• INSTRUCTIONS FOR THE TASK
Beneath this line are the data; copy exactly the part of them that opens with the line containing "The locator SHOULD return, for each instance of the green grass" and closes with the line containing "The locator SHOULD return, for each instance of the group", and only that part.

• RECORDED INFORMATION
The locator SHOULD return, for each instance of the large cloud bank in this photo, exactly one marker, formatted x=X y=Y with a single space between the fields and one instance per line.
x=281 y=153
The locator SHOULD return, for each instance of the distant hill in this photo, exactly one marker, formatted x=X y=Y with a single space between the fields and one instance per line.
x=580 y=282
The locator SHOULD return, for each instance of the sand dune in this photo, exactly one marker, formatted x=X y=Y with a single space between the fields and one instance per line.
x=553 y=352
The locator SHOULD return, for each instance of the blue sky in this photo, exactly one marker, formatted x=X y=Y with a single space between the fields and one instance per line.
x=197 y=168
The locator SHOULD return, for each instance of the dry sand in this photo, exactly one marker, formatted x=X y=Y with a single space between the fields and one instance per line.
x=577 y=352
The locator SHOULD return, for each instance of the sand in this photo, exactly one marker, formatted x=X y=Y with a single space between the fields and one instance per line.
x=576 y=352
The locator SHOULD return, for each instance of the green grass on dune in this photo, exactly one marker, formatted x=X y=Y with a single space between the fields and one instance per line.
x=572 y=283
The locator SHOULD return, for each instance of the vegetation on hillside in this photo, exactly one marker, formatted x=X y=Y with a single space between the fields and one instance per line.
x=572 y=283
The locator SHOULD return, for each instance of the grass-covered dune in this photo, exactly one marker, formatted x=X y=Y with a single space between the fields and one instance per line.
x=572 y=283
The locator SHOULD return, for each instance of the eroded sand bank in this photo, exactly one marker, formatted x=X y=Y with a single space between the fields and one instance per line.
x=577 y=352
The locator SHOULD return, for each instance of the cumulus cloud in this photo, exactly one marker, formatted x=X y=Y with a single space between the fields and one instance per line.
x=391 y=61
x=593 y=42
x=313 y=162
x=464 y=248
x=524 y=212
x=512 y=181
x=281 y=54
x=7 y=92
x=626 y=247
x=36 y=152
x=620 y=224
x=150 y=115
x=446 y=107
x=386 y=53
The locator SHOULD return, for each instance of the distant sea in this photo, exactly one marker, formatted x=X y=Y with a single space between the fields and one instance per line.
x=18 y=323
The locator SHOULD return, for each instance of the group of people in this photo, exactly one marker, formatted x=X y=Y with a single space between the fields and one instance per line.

==

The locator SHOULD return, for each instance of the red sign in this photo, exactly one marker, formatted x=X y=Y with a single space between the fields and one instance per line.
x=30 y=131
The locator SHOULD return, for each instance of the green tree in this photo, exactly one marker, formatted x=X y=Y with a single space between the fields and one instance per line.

• THE COMPLETED TASK
The locator SHOULD return, for each instance of the green grass on dune in this photo, exactly one marker, formatted x=X y=Y with a single space between the fields and one instance per line.
x=572 y=283
The locator SHOULD return, for each instance of the vegetation on hillside in this photo, exactly one marker, formatted x=X y=Y with a single space between the fields and one instance per line.
x=572 y=283
The locator SHOULD return, for each instance of the grass-covered dune in this photo, exactly one marker, formatted x=X y=Y with a single space between the fields and one instance per line.
x=572 y=283
The locator SHOULD return, for each instance of the eroded sand bank in this photo, exactly one marker, formatted x=X y=Y with a single space between the fields and one instance per line.
x=577 y=352
The locator SHOULD return, for each instance of the cumulus cloud in this photo, exactly one marker, formatted x=X y=Y with a single space between the fields and one instance per line.
x=391 y=61
x=593 y=42
x=313 y=162
x=464 y=248
x=524 y=212
x=512 y=181
x=281 y=54
x=7 y=92
x=626 y=247
x=36 y=152
x=620 y=224
x=150 y=115
x=446 y=107
x=386 y=53
The locator SHOULD return, for each instance of the distant sea in this photo, exactly one marker, formatted x=X y=Y with a single space between the fields and one instance per line.
x=18 y=323
The locator SHOULD return, for each instance of the group of people in this photo, exactly one marker, formatted x=X y=Y with a single space between the fields and one instance per line.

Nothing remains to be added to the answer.